## BEGIN EXERCISE DATA
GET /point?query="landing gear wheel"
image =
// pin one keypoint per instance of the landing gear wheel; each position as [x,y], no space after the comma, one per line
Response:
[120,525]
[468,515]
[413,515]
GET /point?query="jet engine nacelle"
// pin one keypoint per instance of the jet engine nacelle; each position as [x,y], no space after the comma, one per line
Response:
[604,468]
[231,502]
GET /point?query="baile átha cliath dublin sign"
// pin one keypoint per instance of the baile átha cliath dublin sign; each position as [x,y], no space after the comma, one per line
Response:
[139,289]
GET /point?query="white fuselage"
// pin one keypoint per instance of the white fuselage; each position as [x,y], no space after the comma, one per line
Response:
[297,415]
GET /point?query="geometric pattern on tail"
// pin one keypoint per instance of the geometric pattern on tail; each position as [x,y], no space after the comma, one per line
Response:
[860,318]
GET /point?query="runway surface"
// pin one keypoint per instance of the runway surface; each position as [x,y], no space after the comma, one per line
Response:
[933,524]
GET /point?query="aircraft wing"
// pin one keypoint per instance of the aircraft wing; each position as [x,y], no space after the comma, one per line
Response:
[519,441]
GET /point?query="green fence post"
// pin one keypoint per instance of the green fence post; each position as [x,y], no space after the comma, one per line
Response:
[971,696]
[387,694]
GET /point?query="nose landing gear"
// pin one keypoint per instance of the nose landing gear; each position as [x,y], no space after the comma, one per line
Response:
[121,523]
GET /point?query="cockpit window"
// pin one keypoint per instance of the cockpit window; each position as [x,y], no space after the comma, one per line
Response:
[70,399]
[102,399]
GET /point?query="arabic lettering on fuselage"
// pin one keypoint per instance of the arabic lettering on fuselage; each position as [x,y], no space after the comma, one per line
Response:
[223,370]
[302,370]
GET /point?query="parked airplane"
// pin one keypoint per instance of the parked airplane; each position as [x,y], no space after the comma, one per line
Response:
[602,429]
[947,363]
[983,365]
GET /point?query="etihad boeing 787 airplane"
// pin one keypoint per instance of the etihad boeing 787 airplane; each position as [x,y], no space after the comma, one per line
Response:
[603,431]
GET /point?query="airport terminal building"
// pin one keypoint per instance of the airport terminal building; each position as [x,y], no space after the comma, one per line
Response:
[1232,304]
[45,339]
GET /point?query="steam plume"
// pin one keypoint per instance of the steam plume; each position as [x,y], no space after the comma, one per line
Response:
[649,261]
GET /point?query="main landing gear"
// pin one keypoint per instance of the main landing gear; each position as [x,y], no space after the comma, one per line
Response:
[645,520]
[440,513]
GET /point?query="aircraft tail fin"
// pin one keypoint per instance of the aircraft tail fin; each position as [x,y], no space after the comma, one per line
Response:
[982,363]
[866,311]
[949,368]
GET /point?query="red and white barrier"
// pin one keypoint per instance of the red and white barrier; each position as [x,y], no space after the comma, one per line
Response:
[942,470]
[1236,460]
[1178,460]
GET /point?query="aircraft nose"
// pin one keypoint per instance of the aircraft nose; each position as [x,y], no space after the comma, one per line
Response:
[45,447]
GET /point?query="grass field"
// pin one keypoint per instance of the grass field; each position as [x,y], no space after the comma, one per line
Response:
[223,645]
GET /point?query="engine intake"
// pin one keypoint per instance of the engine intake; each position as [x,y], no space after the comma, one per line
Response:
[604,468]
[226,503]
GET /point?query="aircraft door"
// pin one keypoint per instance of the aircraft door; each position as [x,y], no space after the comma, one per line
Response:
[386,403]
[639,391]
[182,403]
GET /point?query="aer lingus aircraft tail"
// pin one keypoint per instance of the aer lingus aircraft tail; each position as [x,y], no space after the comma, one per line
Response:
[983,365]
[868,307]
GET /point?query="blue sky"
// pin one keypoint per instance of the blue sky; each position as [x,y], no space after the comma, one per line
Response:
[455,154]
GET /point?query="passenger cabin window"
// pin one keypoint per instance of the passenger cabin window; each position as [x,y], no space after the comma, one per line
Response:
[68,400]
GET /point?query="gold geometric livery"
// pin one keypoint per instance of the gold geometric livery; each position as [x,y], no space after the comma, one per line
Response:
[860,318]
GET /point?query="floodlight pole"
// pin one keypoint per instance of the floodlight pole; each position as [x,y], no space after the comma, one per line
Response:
## END EXERCISE DATA
- **TASK**: Repeat the preceding lines exactly, please, every one of them.

- **EXERCISE RESPONSE**:
GET /point?query="landing gear wheel"
image =
// pin one keypoint per instance of the landing gear wheel; each position as [x,y], no space after the comma, one per line
Response:
[120,525]
[468,515]
[413,515]
GET /point?query="jet engine nacelle"
// pin one keypoint per instance of the jet engine nacelle; each position as [x,y], no space after the comma, one per line
Response:
[604,468]
[231,502]
GET /point?query="baile átha cliath dublin sign"
// pin one keypoint per instance of the baile átha cliath dublin sign; each position as [x,y], no space after the comma, one per line
Response:
[139,289]
GET /point?query="white fuselage"
// pin one keypoint per instance of the white fuselage; each position as [x,y], no space after the comma, one per line
Response:
[297,415]
GET /point?query="geometric pattern on tail"
// pin one keypoint per instance of the geometric pattern on tail; each position as [x,y], no space after the comma, one per line
Response:
[860,318]
GET /point?query="runway surface"
// pin one keypoint per instance of the runway surface; each position as [x,y], no space after the comma, one per line
Response:
[933,524]
GET /point?query="aircraft wing"
// pin one keypoint per instance of the aircraft wing; each position as [x,y], no space after the comma, one per line
Response:
[519,441]
GET /point?query="green fence post"
// pin one keypoint per instance of the green fence post; each position as [x,y], no space after the comma, one per line
Response:
[971,696]
[387,694]
GET /point?query="nose landing gear"
// pin one keypoint per instance of the nose landing gear; each position as [x,y], no space after the comma, one per line
Response:
[121,523]
GET /point?query="cockpit window"
// pin one keypoint per instance of the cockpit window; each position as [x,y], no space after the comma, one per line
Response:
[70,399]
[102,399]
GET /point?query="arabic lettering on fuselage"
// pin one keypoint per instance of the arabic lettering on fuselage; each position as [x,y], no space after the comma, one per line
Response:
[223,370]
[302,370]
GET /point?query="parked airplane"
// pin one keypoint per instance of the parked airplane; each position as [x,y], no space after the comma, one per line
Response:
[602,429]
[947,363]
[983,365]
GET /point?query="etihad boeing 787 airplane"
// pin one keypoint per instance of the etihad boeing 787 airplane; each position as [x,y], no space after the comma, one per line
Response:
[603,431]
GET /point?query="airport terminal building"
// pin one keypoint per instance of the airport terminal building; each position as [x,y], no space after the comma, one per line
Response:
[1232,304]
[45,339]
GET /point?query="steam plume"
// pin one keypoint per instance of the steam plume; each position as [x,y], no space after the comma, one per line
Response:
[649,261]
GET /point?query="main landing gear"
// pin one keypoint per instance of the main landing gear; each position as [x,y], no space after the comma, one per line
Response:
[645,520]
[440,513]
GET /point?query="aircraft tail fin"
// pin one keypoint per instance of the aircraft tail fin; each position as [x,y], no space after the comma, one per line
Response:
[982,363]
[866,311]
[949,368]
GET /point?query="red and white barrier"
// pin one keypoint per instance of the red and white barrier; each position as [x,y], no space after the comma, one per line
Response:
[942,470]
[1236,460]
[1178,460]
GET /point?query="aircraft nose"
// pin one keypoint per instance of the aircraft nose; each position as [x,y], no space after the comma, one per line
Response:
[45,447]
GET /point?query="grass field"
// pin one keypoint per instance of the grass field; each position as [x,y], no space after the comma, one per line
Response:
[223,645]
GET /point?query="engine intake"
// pin one keypoint per instance of the engine intake; each position as [x,y], no space after the comma, one per line
Response:
[604,468]
[226,503]
GET /point?query="aircraft door"
// pin one keypoint per instance of the aircraft door; each position as [x,y], no space after the comma, one per line
Response:
[386,403]
[639,391]
[182,403]
GET /point?query="aer lingus aircraft tail"
// pin one keypoint per instance of the aer lingus aircraft tail; each position as [x,y], no space after the comma, one per line
Response:
[983,365]
[868,307]
GET /point?query="blue sky"
// pin one keypoint per instance of the blue sky; each position as [x,y], no space after the comma, one per line
Response:
[455,154]
GET /point?query="passenger cabin window"
// pin one keypoint per instance of the passenger cabin window; each position as [x,y], no space after the comma, one per line
Response:
[68,400]
GET /point?query="gold geometric livery"
// pin one keypoint per instance of the gold geometric livery; each position as [x,y], no space after the comma, one per line
Response:
[860,318]
GET /point?query="floodlight pole"
// pin one keypoint per instance of the floodlight pole; each position as [x,y], no space after the comma, one per line
Response:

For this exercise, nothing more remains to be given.